**WHAT THE EXERCISE ASKS:**
After finding the line with "Target: weight limit sign" in the data below, set down exactly each line through the one with "the orange and", inclusive, and stop there.

**THE DATA:**
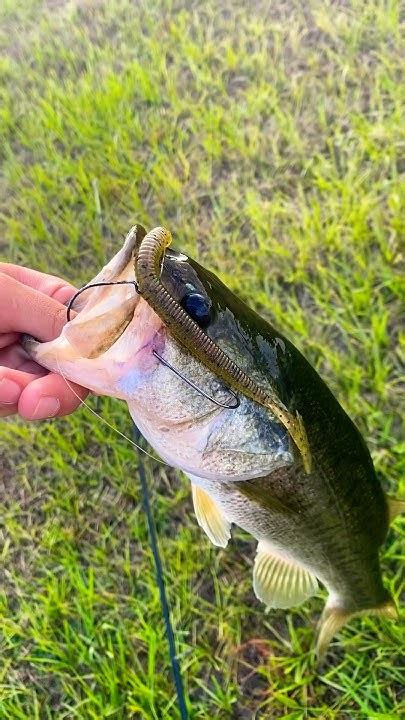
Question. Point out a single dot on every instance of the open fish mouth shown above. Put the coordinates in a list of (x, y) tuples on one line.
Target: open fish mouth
[(105, 315), (112, 327)]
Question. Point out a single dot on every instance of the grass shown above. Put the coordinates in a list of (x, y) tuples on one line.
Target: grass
[(269, 137)]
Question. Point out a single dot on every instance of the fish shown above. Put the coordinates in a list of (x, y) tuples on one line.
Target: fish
[(319, 515)]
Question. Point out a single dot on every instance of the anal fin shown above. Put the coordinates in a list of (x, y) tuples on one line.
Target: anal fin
[(279, 581), (334, 618), (210, 517)]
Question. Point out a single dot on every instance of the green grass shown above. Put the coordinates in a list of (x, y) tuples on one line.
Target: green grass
[(268, 138)]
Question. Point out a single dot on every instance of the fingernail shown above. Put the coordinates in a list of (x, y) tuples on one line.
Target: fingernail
[(46, 407), (9, 391)]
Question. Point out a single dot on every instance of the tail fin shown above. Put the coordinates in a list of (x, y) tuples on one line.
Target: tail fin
[(334, 618), (395, 508)]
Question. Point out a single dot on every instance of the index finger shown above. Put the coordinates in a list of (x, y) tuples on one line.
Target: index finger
[(26, 310), (50, 285)]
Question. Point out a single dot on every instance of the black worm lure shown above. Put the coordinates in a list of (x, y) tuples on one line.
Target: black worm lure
[(148, 255)]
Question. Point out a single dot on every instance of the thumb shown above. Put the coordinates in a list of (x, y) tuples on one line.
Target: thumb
[(24, 309)]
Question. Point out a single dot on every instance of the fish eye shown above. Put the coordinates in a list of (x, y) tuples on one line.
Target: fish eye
[(198, 307)]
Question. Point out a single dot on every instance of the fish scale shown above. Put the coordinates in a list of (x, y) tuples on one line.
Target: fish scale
[(325, 521)]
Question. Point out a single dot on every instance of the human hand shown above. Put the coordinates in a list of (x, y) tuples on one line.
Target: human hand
[(32, 302)]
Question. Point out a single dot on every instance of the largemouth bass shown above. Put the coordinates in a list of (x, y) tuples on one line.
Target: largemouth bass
[(311, 499)]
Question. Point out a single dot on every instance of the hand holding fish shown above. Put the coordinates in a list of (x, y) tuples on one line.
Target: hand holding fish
[(32, 302), (285, 463)]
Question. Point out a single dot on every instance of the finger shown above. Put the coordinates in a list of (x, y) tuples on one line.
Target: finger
[(50, 396), (23, 309), (8, 339), (50, 285), (12, 384), (7, 410), (15, 357)]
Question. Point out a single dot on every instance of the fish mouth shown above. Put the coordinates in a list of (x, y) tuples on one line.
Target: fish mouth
[(103, 310)]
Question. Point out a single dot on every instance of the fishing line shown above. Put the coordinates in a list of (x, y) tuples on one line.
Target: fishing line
[(100, 284), (97, 415), (178, 681), (174, 661)]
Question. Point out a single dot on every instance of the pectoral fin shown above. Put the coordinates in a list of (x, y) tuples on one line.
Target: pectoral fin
[(210, 517), (280, 582)]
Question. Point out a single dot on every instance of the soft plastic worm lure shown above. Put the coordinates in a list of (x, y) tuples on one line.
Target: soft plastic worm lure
[(148, 254)]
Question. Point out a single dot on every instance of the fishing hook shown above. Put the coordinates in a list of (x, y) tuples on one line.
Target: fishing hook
[(162, 360), (100, 284)]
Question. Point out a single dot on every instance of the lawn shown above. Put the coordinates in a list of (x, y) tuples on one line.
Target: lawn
[(268, 137)]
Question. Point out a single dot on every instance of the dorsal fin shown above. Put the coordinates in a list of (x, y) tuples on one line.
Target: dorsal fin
[(279, 581), (210, 517)]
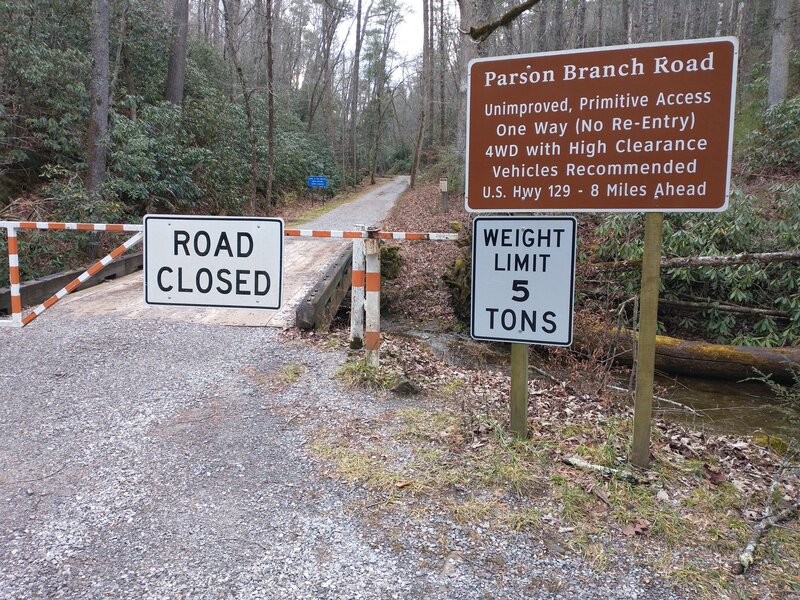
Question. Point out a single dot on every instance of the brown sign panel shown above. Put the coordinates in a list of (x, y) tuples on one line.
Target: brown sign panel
[(645, 127)]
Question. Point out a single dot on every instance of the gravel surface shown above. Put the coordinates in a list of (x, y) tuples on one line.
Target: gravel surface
[(153, 459), (368, 209)]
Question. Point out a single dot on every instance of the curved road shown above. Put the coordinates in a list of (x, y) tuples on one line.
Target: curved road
[(305, 259), (154, 457)]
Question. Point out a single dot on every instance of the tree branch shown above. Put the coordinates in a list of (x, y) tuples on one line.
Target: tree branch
[(482, 32)]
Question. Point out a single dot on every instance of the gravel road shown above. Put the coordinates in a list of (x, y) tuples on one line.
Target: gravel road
[(154, 459), (368, 209)]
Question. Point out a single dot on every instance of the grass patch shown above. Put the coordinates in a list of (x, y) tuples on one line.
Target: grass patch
[(680, 524), (360, 374)]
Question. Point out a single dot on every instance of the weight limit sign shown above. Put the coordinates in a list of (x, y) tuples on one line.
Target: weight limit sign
[(523, 279)]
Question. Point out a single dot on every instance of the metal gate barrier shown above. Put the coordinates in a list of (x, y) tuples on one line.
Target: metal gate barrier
[(366, 278)]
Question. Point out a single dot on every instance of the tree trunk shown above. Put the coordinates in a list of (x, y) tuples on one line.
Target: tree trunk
[(467, 51), (541, 42), (354, 96), (431, 21), (558, 25), (176, 72), (580, 25), (270, 107), (97, 133), (779, 63), (442, 69), (123, 20), (426, 63), (231, 13), (417, 149), (600, 11)]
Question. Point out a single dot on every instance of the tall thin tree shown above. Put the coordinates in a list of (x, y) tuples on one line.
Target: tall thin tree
[(779, 62), (176, 71), (97, 133)]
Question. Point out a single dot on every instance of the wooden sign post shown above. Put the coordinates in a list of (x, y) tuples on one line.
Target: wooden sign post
[(638, 128)]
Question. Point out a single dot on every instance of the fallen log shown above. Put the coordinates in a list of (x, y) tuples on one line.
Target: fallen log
[(744, 258), (697, 359), (732, 308)]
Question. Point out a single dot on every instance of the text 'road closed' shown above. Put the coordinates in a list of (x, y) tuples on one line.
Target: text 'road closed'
[(231, 262)]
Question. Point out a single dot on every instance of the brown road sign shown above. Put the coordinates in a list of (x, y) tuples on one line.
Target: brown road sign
[(645, 127)]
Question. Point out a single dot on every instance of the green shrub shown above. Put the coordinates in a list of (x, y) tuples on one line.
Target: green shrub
[(777, 143), (746, 226)]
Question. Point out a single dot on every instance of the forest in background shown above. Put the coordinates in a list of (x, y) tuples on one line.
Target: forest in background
[(111, 109)]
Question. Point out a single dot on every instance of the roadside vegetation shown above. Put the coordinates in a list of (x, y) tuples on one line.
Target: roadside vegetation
[(447, 451)]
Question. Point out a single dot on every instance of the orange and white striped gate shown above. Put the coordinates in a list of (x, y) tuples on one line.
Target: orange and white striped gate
[(366, 272)]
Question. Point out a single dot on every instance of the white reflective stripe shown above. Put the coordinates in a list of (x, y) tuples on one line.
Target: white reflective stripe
[(135, 239)]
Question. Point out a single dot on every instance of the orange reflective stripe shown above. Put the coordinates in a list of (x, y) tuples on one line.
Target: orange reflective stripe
[(358, 278), (94, 269), (372, 340), (373, 282)]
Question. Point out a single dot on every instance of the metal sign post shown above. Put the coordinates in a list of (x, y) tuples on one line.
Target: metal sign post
[(523, 284), (637, 128)]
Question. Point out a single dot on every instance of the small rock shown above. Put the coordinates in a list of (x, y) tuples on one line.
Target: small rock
[(450, 566), (554, 547)]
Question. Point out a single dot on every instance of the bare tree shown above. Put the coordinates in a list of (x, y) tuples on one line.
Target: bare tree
[(97, 133), (270, 106), (176, 72), (779, 63), (231, 16)]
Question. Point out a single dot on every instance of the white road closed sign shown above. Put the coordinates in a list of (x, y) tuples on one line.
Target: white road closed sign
[(229, 262), (523, 279)]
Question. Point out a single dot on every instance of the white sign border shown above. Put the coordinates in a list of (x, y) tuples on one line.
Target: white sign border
[(214, 218), (733, 40), (573, 262)]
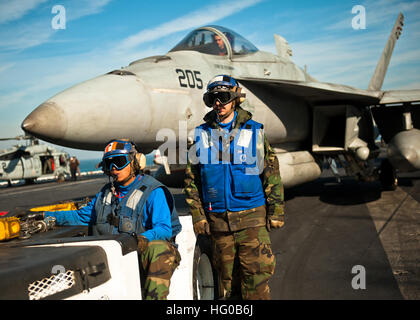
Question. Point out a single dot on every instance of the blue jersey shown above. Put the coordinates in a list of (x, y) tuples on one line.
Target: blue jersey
[(156, 213)]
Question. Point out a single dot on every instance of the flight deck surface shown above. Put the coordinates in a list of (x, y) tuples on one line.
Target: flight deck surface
[(330, 229)]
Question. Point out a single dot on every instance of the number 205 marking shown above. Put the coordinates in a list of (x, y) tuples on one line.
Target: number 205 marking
[(189, 78)]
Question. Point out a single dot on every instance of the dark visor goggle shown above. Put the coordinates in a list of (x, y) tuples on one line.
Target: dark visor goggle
[(224, 97), (118, 161)]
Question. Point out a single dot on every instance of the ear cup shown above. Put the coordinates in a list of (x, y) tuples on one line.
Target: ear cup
[(141, 160), (241, 96)]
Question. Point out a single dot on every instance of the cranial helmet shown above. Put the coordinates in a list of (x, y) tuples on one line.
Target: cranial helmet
[(223, 83), (119, 153)]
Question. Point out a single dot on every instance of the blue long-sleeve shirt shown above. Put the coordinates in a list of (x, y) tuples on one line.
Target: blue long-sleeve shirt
[(156, 214)]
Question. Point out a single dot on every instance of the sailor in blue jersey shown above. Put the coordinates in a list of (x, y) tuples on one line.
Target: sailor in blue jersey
[(136, 204), (234, 191)]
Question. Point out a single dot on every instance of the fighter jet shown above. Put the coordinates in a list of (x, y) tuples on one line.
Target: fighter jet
[(158, 99)]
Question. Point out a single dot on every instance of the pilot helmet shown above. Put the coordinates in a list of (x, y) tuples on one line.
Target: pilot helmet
[(223, 88), (119, 153)]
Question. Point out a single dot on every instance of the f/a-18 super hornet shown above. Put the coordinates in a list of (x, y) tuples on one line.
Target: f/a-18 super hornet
[(306, 121)]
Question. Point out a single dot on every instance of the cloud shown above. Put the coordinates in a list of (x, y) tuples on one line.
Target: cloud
[(194, 19), (377, 13), (6, 67), (14, 10), (38, 31)]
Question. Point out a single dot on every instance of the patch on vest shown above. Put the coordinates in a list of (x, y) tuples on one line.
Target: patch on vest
[(126, 225), (244, 138)]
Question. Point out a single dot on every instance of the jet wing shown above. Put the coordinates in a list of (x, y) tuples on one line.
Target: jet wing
[(317, 93), (400, 96)]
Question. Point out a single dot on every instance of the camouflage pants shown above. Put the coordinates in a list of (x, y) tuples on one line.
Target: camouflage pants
[(245, 263), (158, 263)]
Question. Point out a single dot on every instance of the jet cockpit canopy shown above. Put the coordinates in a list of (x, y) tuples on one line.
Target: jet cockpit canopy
[(216, 40)]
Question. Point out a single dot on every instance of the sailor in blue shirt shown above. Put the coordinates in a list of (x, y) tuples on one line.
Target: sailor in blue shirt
[(136, 204)]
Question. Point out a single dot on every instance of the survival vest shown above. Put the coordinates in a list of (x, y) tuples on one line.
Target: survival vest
[(127, 215), (230, 166)]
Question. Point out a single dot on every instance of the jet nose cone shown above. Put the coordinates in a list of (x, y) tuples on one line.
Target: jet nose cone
[(403, 150), (46, 122)]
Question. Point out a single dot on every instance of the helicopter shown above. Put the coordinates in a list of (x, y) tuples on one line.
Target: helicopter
[(32, 161)]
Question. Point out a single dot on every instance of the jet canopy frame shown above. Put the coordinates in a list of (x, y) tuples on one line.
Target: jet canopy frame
[(206, 40)]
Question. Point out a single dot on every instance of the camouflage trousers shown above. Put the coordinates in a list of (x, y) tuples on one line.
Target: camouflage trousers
[(245, 263), (157, 264)]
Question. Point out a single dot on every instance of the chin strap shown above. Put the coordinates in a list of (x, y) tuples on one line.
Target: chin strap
[(132, 174)]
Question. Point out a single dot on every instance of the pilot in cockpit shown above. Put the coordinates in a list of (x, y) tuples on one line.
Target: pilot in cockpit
[(220, 45)]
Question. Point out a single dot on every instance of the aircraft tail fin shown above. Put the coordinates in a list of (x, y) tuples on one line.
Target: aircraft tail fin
[(283, 47), (378, 77)]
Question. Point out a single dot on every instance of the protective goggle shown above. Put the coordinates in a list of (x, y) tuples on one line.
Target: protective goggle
[(223, 97), (117, 161)]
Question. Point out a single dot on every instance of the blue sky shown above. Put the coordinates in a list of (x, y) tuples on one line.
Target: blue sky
[(37, 61)]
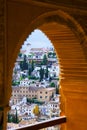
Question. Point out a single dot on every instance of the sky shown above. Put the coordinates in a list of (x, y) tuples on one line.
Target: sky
[(37, 39)]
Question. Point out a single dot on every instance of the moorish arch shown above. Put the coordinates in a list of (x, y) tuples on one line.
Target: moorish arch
[(68, 39)]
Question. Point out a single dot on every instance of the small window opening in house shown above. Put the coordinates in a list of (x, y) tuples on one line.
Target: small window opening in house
[(35, 95)]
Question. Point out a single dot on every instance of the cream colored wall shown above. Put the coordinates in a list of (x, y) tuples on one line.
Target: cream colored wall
[(17, 21)]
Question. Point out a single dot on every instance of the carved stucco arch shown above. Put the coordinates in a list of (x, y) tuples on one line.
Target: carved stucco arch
[(54, 16)]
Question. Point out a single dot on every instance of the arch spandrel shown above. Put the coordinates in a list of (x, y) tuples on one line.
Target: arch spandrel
[(69, 47)]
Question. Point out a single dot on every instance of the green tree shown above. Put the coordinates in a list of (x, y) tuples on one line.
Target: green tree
[(24, 64), (45, 61), (41, 73), (46, 72), (52, 84), (15, 118), (36, 110), (20, 55), (32, 65), (9, 117)]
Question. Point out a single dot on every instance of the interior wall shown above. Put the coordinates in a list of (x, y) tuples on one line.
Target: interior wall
[(21, 20)]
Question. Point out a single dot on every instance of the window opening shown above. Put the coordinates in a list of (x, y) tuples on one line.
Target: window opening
[(35, 86)]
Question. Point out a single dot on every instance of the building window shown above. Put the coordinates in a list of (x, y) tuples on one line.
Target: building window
[(40, 96)]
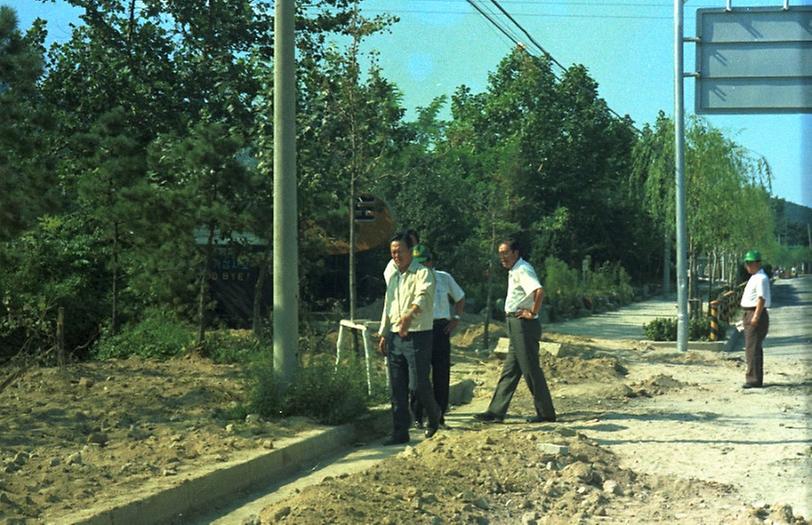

**SOLUTION:**
Target: weight limit sign
[(523, 279)]
Question. Point out a single dot on every instance of the metal gate barrier shown above. Put the coordinates in a list of (x, y) tuples on one line.
Target: metal gate barrier
[(366, 278)]
Question. Point out a single dot on every instance of the tree trunk shown above. Put the coordinates in a list of (x, y) tuples on one line.
Target: tree trunk
[(467, 51), (541, 42), (354, 96), (431, 21), (558, 25), (176, 72), (580, 25), (270, 107), (97, 133), (779, 63), (442, 69), (123, 20), (426, 63), (231, 13), (417, 149), (600, 11)]
Question. Point out a single dot on every instance of the tall thin tree shown above. Put the coordinates in a list of (x, y) tuples on one line.
Target: tall thin tree
[(779, 62), (176, 71), (97, 133)]
Question. Point out a single dot on every instance of the wooden sign post shown above. Put the coordinates in a list of (x, y) tuples on one line.
Target: wooden sign post
[(638, 128)]
Question. Point out a single dot on every instance of the fallen log shown above. Put the coordinates in a list of (x, y) tuples on one line.
Target: fallen log
[(744, 258), (697, 359), (732, 308)]
Question. Point out a single dot on every instance of the text 'road closed' shown above. Put the coordinates in a list of (x, y) tuples on one line.
Target: text 'road closed'
[(231, 262)]
Question. Point out a single dot on every instance of the brown road sign shown above. Put the coordinates in a list of (x, y) tuples on one line.
Target: brown road sign
[(645, 127)]
Question. Point out a single dot on every instance of the green shrub shown above. Put the coordinates in a list of (x, y) tuples on one line.
Target: green shrub
[(777, 143), (746, 226)]
Question. Point out a single dot on every instance of the forest in background shown above. Put the coordinates in a list of (x, y) tuples on one line.
Target: forest in background
[(111, 109)]
Question. Point out a single dot on every instance of the roadside vegetation shown above. Put the coordinates in a list of (x, y) tuples on one line.
Target: roadside vegetation
[(447, 451)]
Question. Point out a single dot on every instance of the orange and white striped gate shown above. Put the coordinates in a list of (x, y) tuples on one line.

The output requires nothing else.